* [QUOTED PASSAGE]:
··········

Seascape paintings provide a spectacular waterfront view in any room of the home. It’s no wonder that this genre remains a timeless favorite among art lovers everywhere. Master artists known for their stunning seascapes include Pieter Bruegel the Elder, Ando Hiroshige, Pierre Auguste Renoir, J.M.W. Turner, and Winslow Homer. If you’re an appreciator of artwork depicting the sea, or are passionate about the water, we invite you to browse our international selection of original seascape paintings for sale. We offer works in acrylic, oil, watercolor and more in a diverse variety of artistic styles to suit your personal tastes and space.
Although the sea has captivated artists since antiquity, the subject became especially popular in Europe between the 17th and 19th centuries, beginning with a period known as the Dutch Golden Age of painting. Dutch artists became known for their realistic seascape paintings, which placed emphasis on the water and sky. Painters also focused on the relationship between humans and the ocean, often depicting ships and sailors to parallel the importance of naval power and trade. These maritime scenes, however, were not regarded as high art. During the Romantic period, landscape painters reclaimed the genre, emphasizing natural elements over manmade ones. During the late 1800s, coasts became primarily places for leisure rather than work. This shift further inspired artists to focus on the ocean itself. The sea continues to serve as timeless inspiration for artists today.
Artists utilized different seascape painting techniques to take different approaches to the genre. In general, the movement saw a gradual shift from naval ship scenes to purely aquatic ones. On a technical level, artists employed a variety of styles. Realist painters, most notably during the Dutch Golden Age, added an element of theatricality to their ocean compositions by combining slightly imaginary elements to their works. They played with light and shadow, for example, to dramatize a ship on a stormy sea. These painters also used low horizon lines to emphasize the sky and natural environment. . The Impressionists, known for working en plein air, added this theatricality to their compositions with thick, gestural brushstrokes and thickly layered paint. Artists today continue to explore the genre in all styles.

··········

* [EXTRACTED MATERIAL]:
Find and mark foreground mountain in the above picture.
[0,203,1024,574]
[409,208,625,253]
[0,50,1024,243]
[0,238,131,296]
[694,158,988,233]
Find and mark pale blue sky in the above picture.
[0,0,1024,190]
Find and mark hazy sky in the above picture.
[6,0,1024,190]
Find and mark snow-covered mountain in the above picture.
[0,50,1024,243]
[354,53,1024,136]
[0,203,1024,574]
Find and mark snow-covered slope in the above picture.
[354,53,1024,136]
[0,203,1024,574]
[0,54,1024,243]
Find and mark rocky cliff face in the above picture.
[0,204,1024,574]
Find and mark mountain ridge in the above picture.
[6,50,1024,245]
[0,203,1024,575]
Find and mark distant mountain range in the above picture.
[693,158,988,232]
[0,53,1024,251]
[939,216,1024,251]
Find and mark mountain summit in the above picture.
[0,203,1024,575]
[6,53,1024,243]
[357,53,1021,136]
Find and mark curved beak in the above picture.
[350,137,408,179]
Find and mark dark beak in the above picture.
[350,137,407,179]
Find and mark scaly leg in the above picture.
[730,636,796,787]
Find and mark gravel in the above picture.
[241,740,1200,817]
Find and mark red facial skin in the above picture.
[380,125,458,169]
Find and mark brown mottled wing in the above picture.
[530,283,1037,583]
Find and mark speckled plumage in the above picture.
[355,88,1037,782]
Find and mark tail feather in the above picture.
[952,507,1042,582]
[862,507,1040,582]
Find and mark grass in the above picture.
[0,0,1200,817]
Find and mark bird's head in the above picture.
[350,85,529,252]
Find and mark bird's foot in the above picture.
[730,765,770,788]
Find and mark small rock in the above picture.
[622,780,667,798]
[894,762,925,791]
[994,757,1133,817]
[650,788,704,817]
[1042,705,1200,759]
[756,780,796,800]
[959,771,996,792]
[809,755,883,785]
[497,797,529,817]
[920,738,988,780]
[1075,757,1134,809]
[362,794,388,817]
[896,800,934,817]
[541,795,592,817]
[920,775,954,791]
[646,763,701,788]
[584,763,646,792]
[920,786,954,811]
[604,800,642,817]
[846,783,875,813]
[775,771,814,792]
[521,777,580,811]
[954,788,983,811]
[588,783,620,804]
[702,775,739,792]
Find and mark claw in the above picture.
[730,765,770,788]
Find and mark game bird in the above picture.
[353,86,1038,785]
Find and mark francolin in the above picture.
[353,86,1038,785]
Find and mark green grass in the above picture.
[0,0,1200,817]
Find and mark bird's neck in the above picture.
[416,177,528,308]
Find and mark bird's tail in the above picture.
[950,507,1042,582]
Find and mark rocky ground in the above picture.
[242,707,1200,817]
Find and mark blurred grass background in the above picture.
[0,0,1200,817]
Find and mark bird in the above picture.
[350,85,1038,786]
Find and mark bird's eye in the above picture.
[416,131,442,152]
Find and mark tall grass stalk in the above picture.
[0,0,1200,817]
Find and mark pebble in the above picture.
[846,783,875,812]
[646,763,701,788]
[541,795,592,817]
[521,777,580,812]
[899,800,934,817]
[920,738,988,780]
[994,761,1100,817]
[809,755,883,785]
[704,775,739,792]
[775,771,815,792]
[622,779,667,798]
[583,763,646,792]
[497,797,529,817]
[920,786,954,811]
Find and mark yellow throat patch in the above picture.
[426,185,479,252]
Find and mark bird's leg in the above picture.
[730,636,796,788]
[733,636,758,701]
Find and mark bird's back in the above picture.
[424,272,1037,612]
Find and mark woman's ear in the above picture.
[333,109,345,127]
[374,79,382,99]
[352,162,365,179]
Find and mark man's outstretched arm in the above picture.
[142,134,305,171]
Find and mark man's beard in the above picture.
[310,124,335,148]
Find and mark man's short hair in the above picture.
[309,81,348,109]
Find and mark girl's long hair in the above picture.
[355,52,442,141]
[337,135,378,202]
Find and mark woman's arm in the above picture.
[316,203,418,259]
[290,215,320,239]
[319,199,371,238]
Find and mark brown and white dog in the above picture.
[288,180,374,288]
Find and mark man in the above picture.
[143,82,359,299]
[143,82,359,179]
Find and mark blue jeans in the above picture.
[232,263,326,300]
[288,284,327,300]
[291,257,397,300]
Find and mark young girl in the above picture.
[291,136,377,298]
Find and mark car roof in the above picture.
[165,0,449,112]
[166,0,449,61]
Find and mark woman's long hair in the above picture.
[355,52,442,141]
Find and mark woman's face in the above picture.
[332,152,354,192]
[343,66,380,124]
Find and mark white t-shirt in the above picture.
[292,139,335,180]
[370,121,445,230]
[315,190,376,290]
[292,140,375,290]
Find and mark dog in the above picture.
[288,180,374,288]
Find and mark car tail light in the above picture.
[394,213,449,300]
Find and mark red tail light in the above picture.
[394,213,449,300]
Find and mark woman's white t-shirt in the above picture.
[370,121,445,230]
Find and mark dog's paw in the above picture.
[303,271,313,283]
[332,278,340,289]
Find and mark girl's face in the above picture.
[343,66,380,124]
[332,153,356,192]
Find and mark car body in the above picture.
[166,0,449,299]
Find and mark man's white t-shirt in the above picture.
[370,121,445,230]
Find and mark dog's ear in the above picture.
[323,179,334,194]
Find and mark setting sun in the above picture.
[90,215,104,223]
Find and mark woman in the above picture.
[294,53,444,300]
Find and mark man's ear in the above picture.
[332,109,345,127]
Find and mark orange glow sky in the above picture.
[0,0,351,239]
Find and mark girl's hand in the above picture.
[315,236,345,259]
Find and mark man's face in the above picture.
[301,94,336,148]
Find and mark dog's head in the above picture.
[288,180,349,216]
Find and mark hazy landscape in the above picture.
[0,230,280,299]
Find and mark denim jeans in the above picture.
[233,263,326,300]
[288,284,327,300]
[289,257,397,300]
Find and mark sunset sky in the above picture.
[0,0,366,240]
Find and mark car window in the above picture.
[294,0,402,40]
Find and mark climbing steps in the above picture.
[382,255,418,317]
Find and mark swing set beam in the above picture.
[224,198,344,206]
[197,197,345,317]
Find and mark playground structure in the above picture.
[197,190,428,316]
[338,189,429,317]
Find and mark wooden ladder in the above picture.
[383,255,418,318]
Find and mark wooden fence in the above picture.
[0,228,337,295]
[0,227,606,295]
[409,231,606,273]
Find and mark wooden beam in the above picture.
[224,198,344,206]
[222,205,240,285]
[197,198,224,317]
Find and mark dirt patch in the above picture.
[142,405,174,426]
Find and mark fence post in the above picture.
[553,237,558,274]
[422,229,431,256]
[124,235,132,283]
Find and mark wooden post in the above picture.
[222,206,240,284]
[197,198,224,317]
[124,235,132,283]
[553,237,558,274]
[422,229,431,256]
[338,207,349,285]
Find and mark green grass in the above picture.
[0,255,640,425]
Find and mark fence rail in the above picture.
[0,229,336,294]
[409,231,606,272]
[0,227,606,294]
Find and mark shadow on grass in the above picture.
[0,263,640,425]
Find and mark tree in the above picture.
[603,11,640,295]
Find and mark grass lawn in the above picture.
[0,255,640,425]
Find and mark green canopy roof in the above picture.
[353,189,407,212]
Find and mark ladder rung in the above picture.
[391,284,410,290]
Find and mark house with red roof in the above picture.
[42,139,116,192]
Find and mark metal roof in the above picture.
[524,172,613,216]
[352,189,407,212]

··········

* [WHAT IS NEEDED]: Reproduce word for word the portion of the seascape painting text above that starts with the words "Although the sea" and finishes with "for artists today.".

* [RESPONSE BELOW]:
Although the sea has captivated artists since antiquity, the subject became especially popular in Europe between the 17th and 19th centuries, beginning with a period known as the Dutch Golden Age of painting. Dutch artists became known for their realistic seascape paintings, which placed emphasis on the water and sky. Painters also focused on the relationship between humans and the ocean, often depicting ships and sailors to parallel the importance of naval power and trade. These maritime scenes, however, were not regarded as high art. During the Romantic period, landscape painters reclaimed the genre, emphasizing natural elements over manmade ones. During the late 1800s, coasts became primarily places for leisure rather than work. This shift further inspired artists to focus on the ocean itself. The sea continues to serve as timeless inspiration for artists today.